»»

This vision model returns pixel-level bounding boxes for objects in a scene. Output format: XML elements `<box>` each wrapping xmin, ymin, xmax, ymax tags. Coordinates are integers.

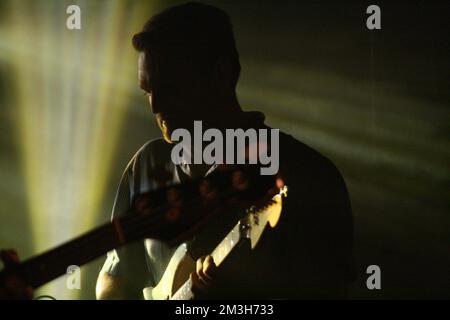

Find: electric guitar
<box><xmin>0</xmin><ymin>166</ymin><xmax>284</xmax><ymax>289</ymax></box>
<box><xmin>143</xmin><ymin>186</ymin><xmax>287</xmax><ymax>300</ymax></box>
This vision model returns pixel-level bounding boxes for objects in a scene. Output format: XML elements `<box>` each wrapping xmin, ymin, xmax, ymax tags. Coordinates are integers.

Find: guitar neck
<box><xmin>0</xmin><ymin>221</ymin><xmax>124</xmax><ymax>288</ymax></box>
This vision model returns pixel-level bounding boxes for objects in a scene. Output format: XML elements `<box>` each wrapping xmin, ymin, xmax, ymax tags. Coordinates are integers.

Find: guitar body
<box><xmin>143</xmin><ymin>243</ymin><xmax>195</xmax><ymax>300</ymax></box>
<box><xmin>143</xmin><ymin>188</ymin><xmax>287</xmax><ymax>300</ymax></box>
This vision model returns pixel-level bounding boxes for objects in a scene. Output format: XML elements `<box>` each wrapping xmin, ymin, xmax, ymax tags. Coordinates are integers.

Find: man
<box><xmin>96</xmin><ymin>3</ymin><xmax>353</xmax><ymax>299</ymax></box>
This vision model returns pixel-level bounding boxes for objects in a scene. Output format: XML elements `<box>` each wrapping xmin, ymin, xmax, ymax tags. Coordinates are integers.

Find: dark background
<box><xmin>0</xmin><ymin>1</ymin><xmax>450</xmax><ymax>299</ymax></box>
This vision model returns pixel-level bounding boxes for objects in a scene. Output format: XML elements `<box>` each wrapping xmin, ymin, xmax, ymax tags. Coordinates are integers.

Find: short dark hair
<box><xmin>132</xmin><ymin>2</ymin><xmax>241</xmax><ymax>85</ymax></box>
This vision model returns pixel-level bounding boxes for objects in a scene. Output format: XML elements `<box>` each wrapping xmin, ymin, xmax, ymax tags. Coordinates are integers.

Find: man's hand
<box><xmin>190</xmin><ymin>256</ymin><xmax>217</xmax><ymax>299</ymax></box>
<box><xmin>0</xmin><ymin>250</ymin><xmax>33</xmax><ymax>300</ymax></box>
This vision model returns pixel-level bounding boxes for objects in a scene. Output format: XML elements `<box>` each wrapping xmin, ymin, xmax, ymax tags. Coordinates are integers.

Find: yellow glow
<box><xmin>0</xmin><ymin>0</ymin><xmax>155</xmax><ymax>299</ymax></box>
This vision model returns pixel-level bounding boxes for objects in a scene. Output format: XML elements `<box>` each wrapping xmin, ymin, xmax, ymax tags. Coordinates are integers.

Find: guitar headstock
<box><xmin>120</xmin><ymin>165</ymin><xmax>284</xmax><ymax>245</ymax></box>
<box><xmin>240</xmin><ymin>185</ymin><xmax>288</xmax><ymax>249</ymax></box>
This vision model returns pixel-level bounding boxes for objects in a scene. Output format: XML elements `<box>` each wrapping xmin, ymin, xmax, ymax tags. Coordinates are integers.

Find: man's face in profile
<box><xmin>138</xmin><ymin>52</ymin><xmax>207</xmax><ymax>143</ymax></box>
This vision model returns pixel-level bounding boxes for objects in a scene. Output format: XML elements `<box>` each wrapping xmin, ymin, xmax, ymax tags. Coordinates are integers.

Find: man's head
<box><xmin>133</xmin><ymin>3</ymin><xmax>240</xmax><ymax>141</ymax></box>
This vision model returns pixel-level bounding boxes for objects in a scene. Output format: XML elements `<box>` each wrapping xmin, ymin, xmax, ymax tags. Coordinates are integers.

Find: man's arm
<box><xmin>95</xmin><ymin>157</ymin><xmax>148</xmax><ymax>299</ymax></box>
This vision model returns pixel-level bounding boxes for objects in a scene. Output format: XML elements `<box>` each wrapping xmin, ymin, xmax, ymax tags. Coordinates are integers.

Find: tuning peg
<box><xmin>166</xmin><ymin>188</ymin><xmax>183</xmax><ymax>206</ymax></box>
<box><xmin>231</xmin><ymin>170</ymin><xmax>248</xmax><ymax>191</ymax></box>
<box><xmin>166</xmin><ymin>207</ymin><xmax>181</xmax><ymax>222</ymax></box>
<box><xmin>135</xmin><ymin>197</ymin><xmax>151</xmax><ymax>215</ymax></box>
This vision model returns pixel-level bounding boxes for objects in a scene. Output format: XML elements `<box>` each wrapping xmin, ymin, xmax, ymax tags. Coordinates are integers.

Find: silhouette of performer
<box><xmin>97</xmin><ymin>3</ymin><xmax>354</xmax><ymax>299</ymax></box>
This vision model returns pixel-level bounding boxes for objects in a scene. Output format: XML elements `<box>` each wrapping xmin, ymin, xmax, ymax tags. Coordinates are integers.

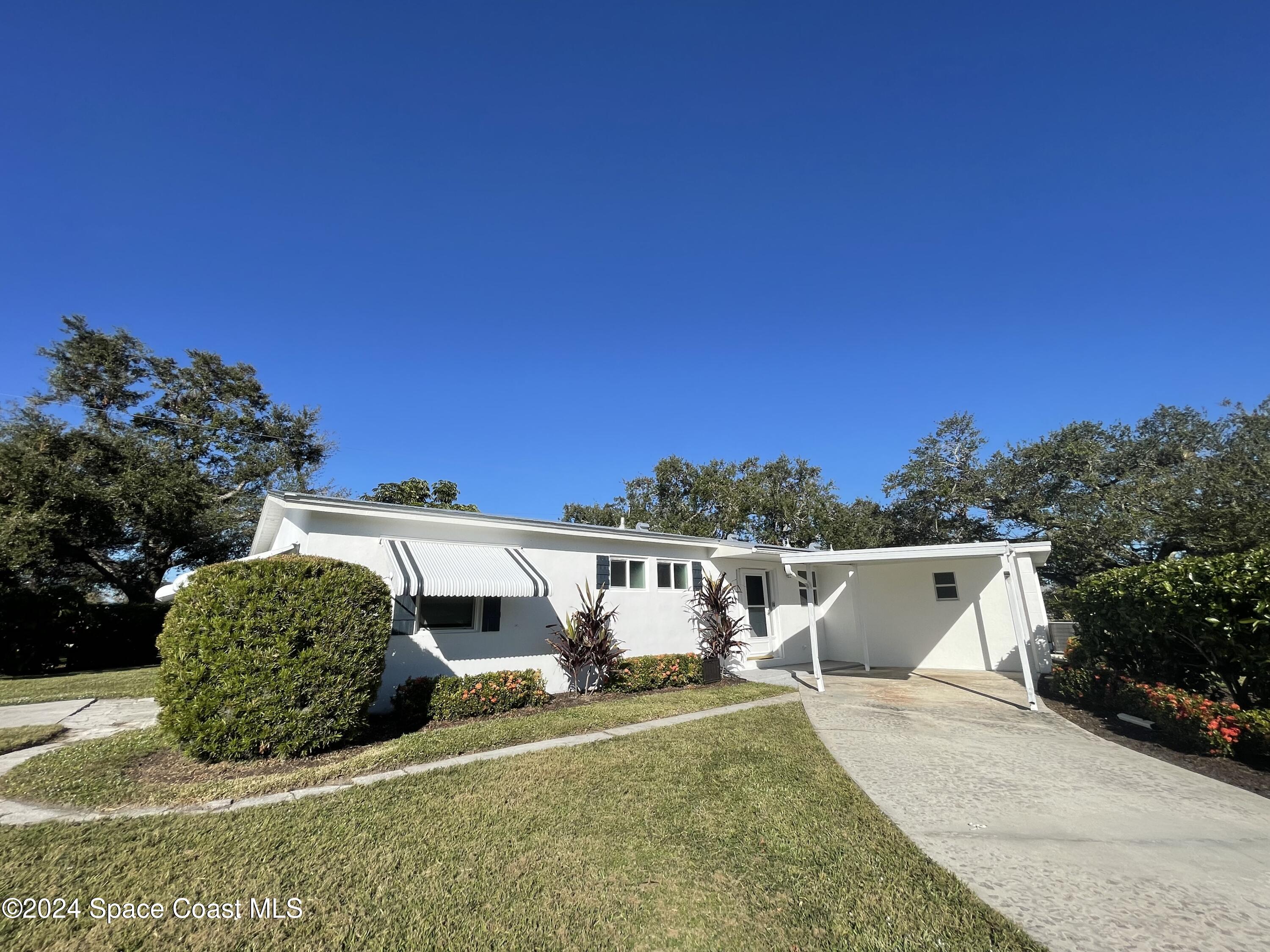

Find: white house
<box><xmin>160</xmin><ymin>493</ymin><xmax>1049</xmax><ymax>710</ymax></box>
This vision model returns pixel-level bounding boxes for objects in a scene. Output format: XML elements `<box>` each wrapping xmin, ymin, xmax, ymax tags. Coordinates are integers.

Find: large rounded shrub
<box><xmin>157</xmin><ymin>556</ymin><xmax>391</xmax><ymax>760</ymax></box>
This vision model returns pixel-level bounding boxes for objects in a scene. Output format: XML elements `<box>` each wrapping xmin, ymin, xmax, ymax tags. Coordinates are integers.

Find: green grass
<box><xmin>0</xmin><ymin>724</ymin><xmax>66</xmax><ymax>754</ymax></box>
<box><xmin>0</xmin><ymin>704</ymin><xmax>1040</xmax><ymax>952</ymax></box>
<box><xmin>0</xmin><ymin>683</ymin><xmax>790</xmax><ymax>809</ymax></box>
<box><xmin>0</xmin><ymin>665</ymin><xmax>159</xmax><ymax>704</ymax></box>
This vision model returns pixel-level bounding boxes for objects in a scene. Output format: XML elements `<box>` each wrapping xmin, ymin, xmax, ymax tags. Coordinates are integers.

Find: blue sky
<box><xmin>0</xmin><ymin>0</ymin><xmax>1270</xmax><ymax>518</ymax></box>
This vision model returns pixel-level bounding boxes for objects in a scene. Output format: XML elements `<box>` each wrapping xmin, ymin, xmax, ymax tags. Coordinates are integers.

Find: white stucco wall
<box><xmin>859</xmin><ymin>557</ymin><xmax>1021</xmax><ymax>671</ymax></box>
<box><xmin>292</xmin><ymin>513</ymin><xmax>714</xmax><ymax>710</ymax></box>
<box><xmin>263</xmin><ymin>509</ymin><xmax>1048</xmax><ymax>710</ymax></box>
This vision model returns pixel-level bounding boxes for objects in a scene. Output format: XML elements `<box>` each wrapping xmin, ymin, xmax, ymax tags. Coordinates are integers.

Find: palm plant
<box><xmin>547</xmin><ymin>583</ymin><xmax>626</xmax><ymax>694</ymax></box>
<box><xmin>688</xmin><ymin>572</ymin><xmax>749</xmax><ymax>664</ymax></box>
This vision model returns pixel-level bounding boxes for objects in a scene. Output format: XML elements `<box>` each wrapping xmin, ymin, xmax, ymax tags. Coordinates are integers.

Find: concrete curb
<box><xmin>0</xmin><ymin>691</ymin><xmax>801</xmax><ymax>826</ymax></box>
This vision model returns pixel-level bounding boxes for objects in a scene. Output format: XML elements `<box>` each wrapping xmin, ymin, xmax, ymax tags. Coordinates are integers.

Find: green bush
<box><xmin>1072</xmin><ymin>547</ymin><xmax>1270</xmax><ymax>707</ymax></box>
<box><xmin>608</xmin><ymin>652</ymin><xmax>701</xmax><ymax>693</ymax></box>
<box><xmin>1049</xmin><ymin>665</ymin><xmax>1115</xmax><ymax>708</ymax></box>
<box><xmin>156</xmin><ymin>556</ymin><xmax>391</xmax><ymax>760</ymax></box>
<box><xmin>1115</xmin><ymin>678</ymin><xmax>1242</xmax><ymax>757</ymax></box>
<box><xmin>1234</xmin><ymin>710</ymin><xmax>1270</xmax><ymax>760</ymax></box>
<box><xmin>1048</xmin><ymin>666</ymin><xmax>1245</xmax><ymax>757</ymax></box>
<box><xmin>392</xmin><ymin>668</ymin><xmax>551</xmax><ymax>727</ymax></box>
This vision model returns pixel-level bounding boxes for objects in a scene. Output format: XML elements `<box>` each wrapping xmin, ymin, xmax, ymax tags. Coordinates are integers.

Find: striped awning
<box><xmin>382</xmin><ymin>538</ymin><xmax>550</xmax><ymax>598</ymax></box>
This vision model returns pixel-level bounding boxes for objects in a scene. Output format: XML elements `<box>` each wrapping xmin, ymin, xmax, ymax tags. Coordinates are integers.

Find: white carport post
<box><xmin>847</xmin><ymin>565</ymin><xmax>872</xmax><ymax>671</ymax></box>
<box><xmin>1001</xmin><ymin>545</ymin><xmax>1036</xmax><ymax>711</ymax></box>
<box><xmin>786</xmin><ymin>565</ymin><xmax>824</xmax><ymax>693</ymax></box>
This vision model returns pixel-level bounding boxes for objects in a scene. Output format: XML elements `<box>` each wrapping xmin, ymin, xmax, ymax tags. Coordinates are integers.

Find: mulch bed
<box><xmin>126</xmin><ymin>674</ymin><xmax>744</xmax><ymax>783</ymax></box>
<box><xmin>1045</xmin><ymin>697</ymin><xmax>1270</xmax><ymax>797</ymax></box>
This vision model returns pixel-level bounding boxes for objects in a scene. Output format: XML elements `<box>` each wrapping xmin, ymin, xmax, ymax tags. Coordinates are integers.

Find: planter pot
<box><xmin>701</xmin><ymin>658</ymin><xmax>723</xmax><ymax>684</ymax></box>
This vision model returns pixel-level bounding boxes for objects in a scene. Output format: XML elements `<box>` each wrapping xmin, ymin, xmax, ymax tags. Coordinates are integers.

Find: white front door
<box><xmin>740</xmin><ymin>571</ymin><xmax>776</xmax><ymax>658</ymax></box>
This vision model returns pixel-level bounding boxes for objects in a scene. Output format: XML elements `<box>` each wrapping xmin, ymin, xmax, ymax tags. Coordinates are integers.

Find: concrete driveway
<box><xmin>800</xmin><ymin>669</ymin><xmax>1270</xmax><ymax>952</ymax></box>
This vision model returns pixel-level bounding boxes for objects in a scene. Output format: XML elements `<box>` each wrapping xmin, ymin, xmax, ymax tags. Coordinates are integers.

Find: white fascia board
<box><xmin>249</xmin><ymin>493</ymin><xmax>283</xmax><ymax>555</ymax></box>
<box><xmin>265</xmin><ymin>493</ymin><xmax>754</xmax><ymax>559</ymax></box>
<box><xmin>781</xmin><ymin>542</ymin><xmax>1050</xmax><ymax>565</ymax></box>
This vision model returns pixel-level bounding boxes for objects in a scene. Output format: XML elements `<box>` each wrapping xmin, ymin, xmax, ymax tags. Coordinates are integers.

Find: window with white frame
<box><xmin>933</xmin><ymin>572</ymin><xmax>958</xmax><ymax>602</ymax></box>
<box><xmin>608</xmin><ymin>559</ymin><xmax>648</xmax><ymax>589</ymax></box>
<box><xmin>798</xmin><ymin>571</ymin><xmax>820</xmax><ymax>608</ymax></box>
<box><xmin>415</xmin><ymin>598</ymin><xmax>480</xmax><ymax>631</ymax></box>
<box><xmin>411</xmin><ymin>595</ymin><xmax>503</xmax><ymax>635</ymax></box>
<box><xmin>657</xmin><ymin>562</ymin><xmax>688</xmax><ymax>589</ymax></box>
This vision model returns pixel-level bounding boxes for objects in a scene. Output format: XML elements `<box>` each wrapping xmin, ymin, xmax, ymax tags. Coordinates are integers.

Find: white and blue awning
<box><xmin>381</xmin><ymin>538</ymin><xmax>550</xmax><ymax>598</ymax></box>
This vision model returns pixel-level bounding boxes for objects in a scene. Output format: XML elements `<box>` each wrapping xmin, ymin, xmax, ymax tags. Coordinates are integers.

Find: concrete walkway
<box><xmin>800</xmin><ymin>669</ymin><xmax>1270</xmax><ymax>952</ymax></box>
<box><xmin>0</xmin><ymin>692</ymin><xmax>799</xmax><ymax>826</ymax></box>
<box><xmin>0</xmin><ymin>697</ymin><xmax>159</xmax><ymax>774</ymax></box>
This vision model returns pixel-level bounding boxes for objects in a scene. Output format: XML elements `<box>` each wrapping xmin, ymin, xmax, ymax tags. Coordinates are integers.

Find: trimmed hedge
<box><xmin>156</xmin><ymin>556</ymin><xmax>391</xmax><ymax>760</ymax></box>
<box><xmin>608</xmin><ymin>652</ymin><xmax>702</xmax><ymax>693</ymax></box>
<box><xmin>392</xmin><ymin>668</ymin><xmax>551</xmax><ymax>727</ymax></box>
<box><xmin>1072</xmin><ymin>547</ymin><xmax>1270</xmax><ymax>707</ymax></box>
<box><xmin>1049</xmin><ymin>668</ymin><xmax>1245</xmax><ymax>757</ymax></box>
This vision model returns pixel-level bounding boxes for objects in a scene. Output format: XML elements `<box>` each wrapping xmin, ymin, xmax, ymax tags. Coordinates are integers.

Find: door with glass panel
<box><xmin>740</xmin><ymin>571</ymin><xmax>776</xmax><ymax>658</ymax></box>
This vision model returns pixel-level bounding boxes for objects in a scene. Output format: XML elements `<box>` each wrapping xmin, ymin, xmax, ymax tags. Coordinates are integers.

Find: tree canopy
<box><xmin>0</xmin><ymin>321</ymin><xmax>333</xmax><ymax>602</ymax></box>
<box><xmin>561</xmin><ymin>456</ymin><xmax>890</xmax><ymax>547</ymax></box>
<box><xmin>362</xmin><ymin>476</ymin><xmax>480</xmax><ymax>513</ymax></box>
<box><xmin>561</xmin><ymin>399</ymin><xmax>1270</xmax><ymax>599</ymax></box>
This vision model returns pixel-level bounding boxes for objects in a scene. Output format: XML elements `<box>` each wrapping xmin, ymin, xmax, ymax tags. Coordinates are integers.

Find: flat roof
<box><xmin>251</xmin><ymin>493</ymin><xmax>754</xmax><ymax>553</ymax></box>
<box><xmin>251</xmin><ymin>493</ymin><xmax>1050</xmax><ymax>565</ymax></box>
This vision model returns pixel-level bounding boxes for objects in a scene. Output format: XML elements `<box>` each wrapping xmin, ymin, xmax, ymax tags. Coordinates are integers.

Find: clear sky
<box><xmin>0</xmin><ymin>0</ymin><xmax>1270</xmax><ymax>518</ymax></box>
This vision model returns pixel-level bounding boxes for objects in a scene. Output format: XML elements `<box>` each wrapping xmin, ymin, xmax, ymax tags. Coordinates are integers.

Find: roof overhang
<box><xmin>251</xmin><ymin>493</ymin><xmax>754</xmax><ymax>559</ymax></box>
<box><xmin>380</xmin><ymin>538</ymin><xmax>551</xmax><ymax>598</ymax></box>
<box><xmin>781</xmin><ymin>542</ymin><xmax>1050</xmax><ymax>565</ymax></box>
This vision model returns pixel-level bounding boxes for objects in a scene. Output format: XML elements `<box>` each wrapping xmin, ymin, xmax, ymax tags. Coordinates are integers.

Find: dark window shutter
<box><xmin>392</xmin><ymin>595</ymin><xmax>414</xmax><ymax>635</ymax></box>
<box><xmin>480</xmin><ymin>597</ymin><xmax>503</xmax><ymax>631</ymax></box>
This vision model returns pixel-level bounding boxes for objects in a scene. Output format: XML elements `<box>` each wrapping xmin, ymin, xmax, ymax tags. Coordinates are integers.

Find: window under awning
<box><xmin>381</xmin><ymin>538</ymin><xmax>550</xmax><ymax>598</ymax></box>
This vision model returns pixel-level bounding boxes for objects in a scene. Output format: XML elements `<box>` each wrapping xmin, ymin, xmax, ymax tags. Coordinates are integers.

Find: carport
<box><xmin>780</xmin><ymin>542</ymin><xmax>1049</xmax><ymax>711</ymax></box>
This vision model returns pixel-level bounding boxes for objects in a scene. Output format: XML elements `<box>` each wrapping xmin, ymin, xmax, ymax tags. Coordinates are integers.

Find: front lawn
<box><xmin>0</xmin><ymin>682</ymin><xmax>790</xmax><ymax>809</ymax></box>
<box><xmin>0</xmin><ymin>665</ymin><xmax>159</xmax><ymax>704</ymax></box>
<box><xmin>0</xmin><ymin>704</ymin><xmax>1041</xmax><ymax>952</ymax></box>
<box><xmin>0</xmin><ymin>724</ymin><xmax>66</xmax><ymax>754</ymax></box>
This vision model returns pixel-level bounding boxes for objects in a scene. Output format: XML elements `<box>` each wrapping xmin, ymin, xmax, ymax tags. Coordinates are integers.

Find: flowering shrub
<box><xmin>1050</xmin><ymin>668</ymin><xmax>1245</xmax><ymax>757</ymax></box>
<box><xmin>1115</xmin><ymin>678</ymin><xmax>1242</xmax><ymax>757</ymax></box>
<box><xmin>392</xmin><ymin>668</ymin><xmax>551</xmax><ymax>727</ymax></box>
<box><xmin>608</xmin><ymin>652</ymin><xmax>701</xmax><ymax>693</ymax></box>
<box><xmin>1071</xmin><ymin>546</ymin><xmax>1270</xmax><ymax>707</ymax></box>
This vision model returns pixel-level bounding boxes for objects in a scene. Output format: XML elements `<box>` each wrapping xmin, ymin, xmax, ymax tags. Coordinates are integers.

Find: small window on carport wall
<box><xmin>935</xmin><ymin>572</ymin><xmax>956</xmax><ymax>602</ymax></box>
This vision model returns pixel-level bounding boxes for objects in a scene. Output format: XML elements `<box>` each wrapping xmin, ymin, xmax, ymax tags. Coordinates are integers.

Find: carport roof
<box><xmin>781</xmin><ymin>542</ymin><xmax>1050</xmax><ymax>565</ymax></box>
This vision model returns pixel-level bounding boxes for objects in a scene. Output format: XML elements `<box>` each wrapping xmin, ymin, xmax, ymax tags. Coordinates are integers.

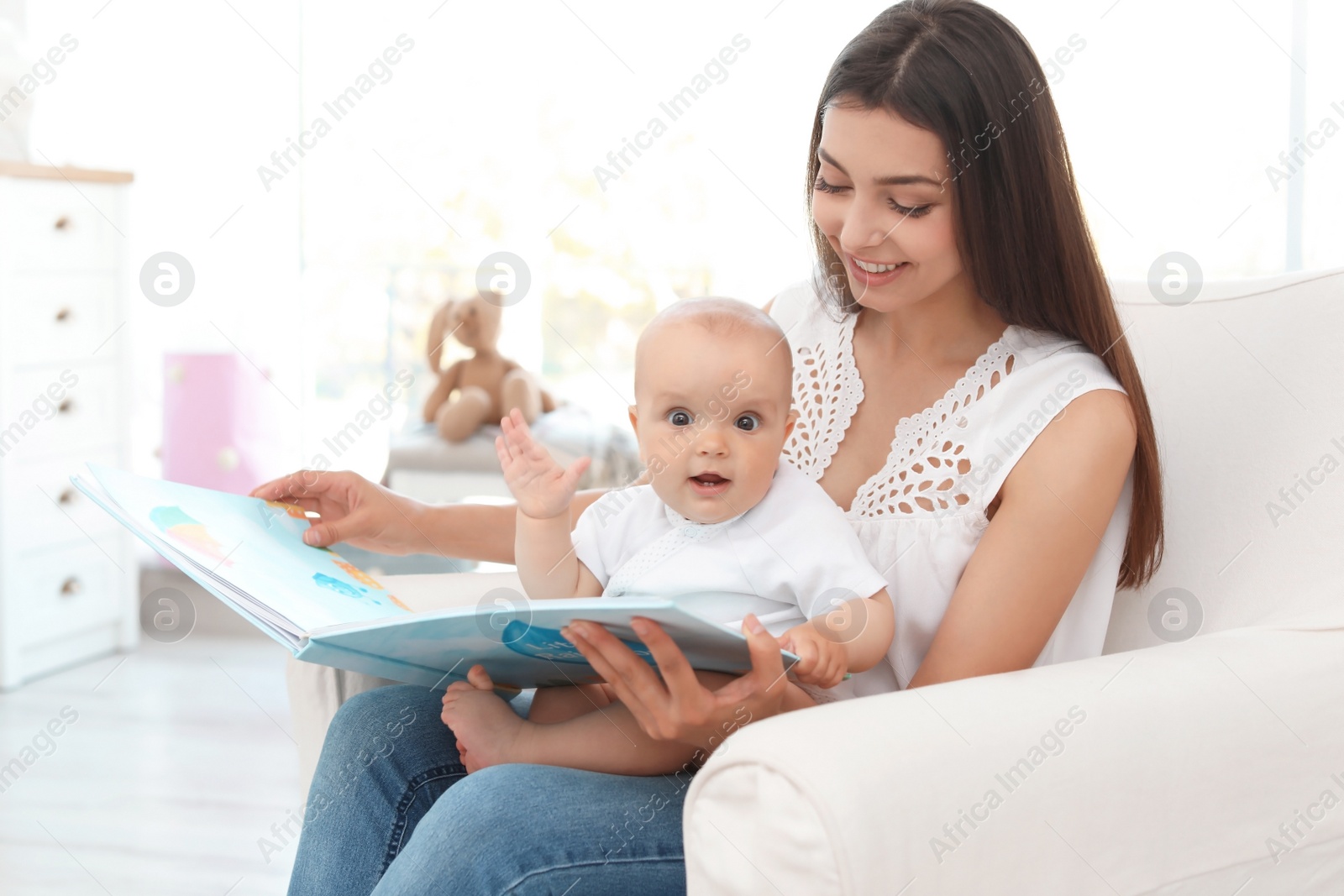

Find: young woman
<box><xmin>254</xmin><ymin>0</ymin><xmax>1163</xmax><ymax>894</ymax></box>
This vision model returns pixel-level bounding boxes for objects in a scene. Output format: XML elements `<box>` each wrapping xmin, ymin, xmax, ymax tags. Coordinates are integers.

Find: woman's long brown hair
<box><xmin>806</xmin><ymin>0</ymin><xmax>1163</xmax><ymax>587</ymax></box>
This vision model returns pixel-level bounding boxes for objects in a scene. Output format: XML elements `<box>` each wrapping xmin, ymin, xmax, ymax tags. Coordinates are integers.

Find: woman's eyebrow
<box><xmin>817</xmin><ymin>146</ymin><xmax>942</xmax><ymax>186</ymax></box>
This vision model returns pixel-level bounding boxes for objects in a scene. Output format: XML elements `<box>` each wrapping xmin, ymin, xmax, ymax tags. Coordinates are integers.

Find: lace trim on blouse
<box><xmin>784</xmin><ymin>305</ymin><xmax>1016</xmax><ymax>518</ymax></box>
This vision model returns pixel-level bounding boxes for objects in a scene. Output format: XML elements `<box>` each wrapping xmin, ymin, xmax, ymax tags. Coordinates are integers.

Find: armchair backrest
<box><xmin>1106</xmin><ymin>269</ymin><xmax>1344</xmax><ymax>652</ymax></box>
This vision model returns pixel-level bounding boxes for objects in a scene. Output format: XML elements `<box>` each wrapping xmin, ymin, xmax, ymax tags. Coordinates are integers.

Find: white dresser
<box><xmin>0</xmin><ymin>161</ymin><xmax>139</xmax><ymax>689</ymax></box>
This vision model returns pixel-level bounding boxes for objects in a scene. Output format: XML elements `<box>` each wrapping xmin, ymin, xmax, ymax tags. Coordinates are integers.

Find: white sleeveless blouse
<box><xmin>770</xmin><ymin>280</ymin><xmax>1133</xmax><ymax>699</ymax></box>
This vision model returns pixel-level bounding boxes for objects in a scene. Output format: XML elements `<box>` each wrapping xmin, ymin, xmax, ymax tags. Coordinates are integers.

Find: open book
<box><xmin>70</xmin><ymin>462</ymin><xmax>795</xmax><ymax>688</ymax></box>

««

**WHAT THE TASK REQUIRES:** Rewrite the stretch from the start of the records through the line that contains "Find: electric guitar" as a Markdown table with the columns Row and Line text, giving each line its own numbered row. Skip blank lines, and leave the pictures out of the answer.

**WRITTEN RESPONSE:**
| Row | Line text |
|---|---|
| 1 | This vision model returns pixel-level bounding boxes for objects in a scene. Output format: XML elements `<box>` each wrapping xmin, ymin, xmax, ymax tags. Coordinates are integers. |
| 2 | Find: electric guitar |